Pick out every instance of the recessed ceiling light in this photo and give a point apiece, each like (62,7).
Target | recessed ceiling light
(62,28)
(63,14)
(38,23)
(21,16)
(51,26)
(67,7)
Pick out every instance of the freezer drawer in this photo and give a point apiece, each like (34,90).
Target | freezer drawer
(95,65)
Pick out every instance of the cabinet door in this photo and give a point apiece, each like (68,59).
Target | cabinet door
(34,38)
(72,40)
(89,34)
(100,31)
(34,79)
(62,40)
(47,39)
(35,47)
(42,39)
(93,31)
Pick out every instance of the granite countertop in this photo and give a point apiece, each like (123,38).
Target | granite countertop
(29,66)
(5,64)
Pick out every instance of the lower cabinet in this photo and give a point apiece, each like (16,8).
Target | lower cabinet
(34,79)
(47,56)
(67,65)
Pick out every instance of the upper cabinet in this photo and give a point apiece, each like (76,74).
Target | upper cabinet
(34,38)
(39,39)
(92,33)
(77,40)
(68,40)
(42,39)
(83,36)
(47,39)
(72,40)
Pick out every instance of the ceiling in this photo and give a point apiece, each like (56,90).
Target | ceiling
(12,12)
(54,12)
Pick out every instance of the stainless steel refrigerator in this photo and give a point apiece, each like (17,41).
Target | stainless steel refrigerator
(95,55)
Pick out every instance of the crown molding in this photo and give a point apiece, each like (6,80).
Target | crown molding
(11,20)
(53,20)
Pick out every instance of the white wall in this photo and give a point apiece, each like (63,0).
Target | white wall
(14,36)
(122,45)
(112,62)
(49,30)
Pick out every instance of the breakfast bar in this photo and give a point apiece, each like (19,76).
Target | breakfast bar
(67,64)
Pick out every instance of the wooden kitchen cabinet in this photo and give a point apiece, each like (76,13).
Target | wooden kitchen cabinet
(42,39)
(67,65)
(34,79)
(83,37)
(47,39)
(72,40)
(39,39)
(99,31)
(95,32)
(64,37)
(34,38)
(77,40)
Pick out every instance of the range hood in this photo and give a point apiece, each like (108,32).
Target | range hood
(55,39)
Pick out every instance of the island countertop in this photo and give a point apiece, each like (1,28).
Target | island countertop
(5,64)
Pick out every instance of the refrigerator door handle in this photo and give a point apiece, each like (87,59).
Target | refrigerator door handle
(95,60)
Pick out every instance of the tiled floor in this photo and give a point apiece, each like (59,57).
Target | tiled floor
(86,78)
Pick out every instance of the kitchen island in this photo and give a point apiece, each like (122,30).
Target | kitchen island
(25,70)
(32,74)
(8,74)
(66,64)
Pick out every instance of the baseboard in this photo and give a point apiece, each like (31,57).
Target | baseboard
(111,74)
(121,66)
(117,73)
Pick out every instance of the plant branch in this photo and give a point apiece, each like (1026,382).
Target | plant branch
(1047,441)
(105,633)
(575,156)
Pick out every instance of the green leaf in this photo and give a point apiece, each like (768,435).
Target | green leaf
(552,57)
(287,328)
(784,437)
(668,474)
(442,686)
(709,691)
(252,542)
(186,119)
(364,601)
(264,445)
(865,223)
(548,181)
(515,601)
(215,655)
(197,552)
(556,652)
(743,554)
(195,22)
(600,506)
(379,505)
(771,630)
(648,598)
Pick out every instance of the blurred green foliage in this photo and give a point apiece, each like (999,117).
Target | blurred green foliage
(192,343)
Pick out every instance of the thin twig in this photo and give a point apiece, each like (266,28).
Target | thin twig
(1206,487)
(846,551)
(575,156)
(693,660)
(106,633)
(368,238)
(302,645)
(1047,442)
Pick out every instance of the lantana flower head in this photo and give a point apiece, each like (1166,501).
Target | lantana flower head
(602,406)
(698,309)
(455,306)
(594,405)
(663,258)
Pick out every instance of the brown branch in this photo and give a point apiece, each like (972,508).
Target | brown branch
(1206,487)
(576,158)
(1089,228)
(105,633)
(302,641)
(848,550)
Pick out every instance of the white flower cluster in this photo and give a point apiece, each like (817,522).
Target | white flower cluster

_ _ _ _ _ _ _

◆ REQUEST:
Repeat the material word for word, from the line containing "Pick out every instance of the baseboard" through the end.

◆ EXERCISE RESULT:
Pick out every instance of the baseboard in this photo and give a point apiece, each like (31,57).
Target | baseboard
(111,74)
(121,66)
(117,73)
Pick out every instance of the plant branch in this photo and give a point apiece, each like (1026,382).
Target | plant branch
(1047,441)
(105,633)
(575,156)
Pick out every instance of the green leaf in this photo and give a point apiece, each like (768,435).
Target | green leaf
(552,57)
(287,328)
(784,437)
(668,474)
(442,686)
(709,691)
(252,542)
(186,119)
(364,601)
(264,445)
(865,223)
(548,181)
(515,601)
(215,655)
(197,552)
(556,652)
(743,554)
(195,22)
(600,506)
(379,505)
(771,630)
(648,598)
Pick out every instance of the blurred green foliage in this photo and give a point apiece, each like (999,117).
Target | blurred green foliage
(192,343)
Pick out every instance of the thin twig in this photo and give a point apiece, each like (266,28).
Target | thin twig
(1206,487)
(846,551)
(575,156)
(693,660)
(106,633)
(368,238)
(302,645)
(1047,442)
Pick out every instance of the lantana flower head in this photo and give a point apiece, each like (1166,501).
Target | lantana flower head
(602,406)
(698,309)
(455,306)
(594,405)
(663,258)
Pick out every instance of the brown branch in this photo and give a point apiece, each like (972,508).
Target | brown branch
(1206,487)
(576,158)
(1089,228)
(105,633)
(302,641)
(848,550)
Pick out every instance of the white flower cluster in this photo and give a point apiece, each like (817,522).
Target | white flower cluster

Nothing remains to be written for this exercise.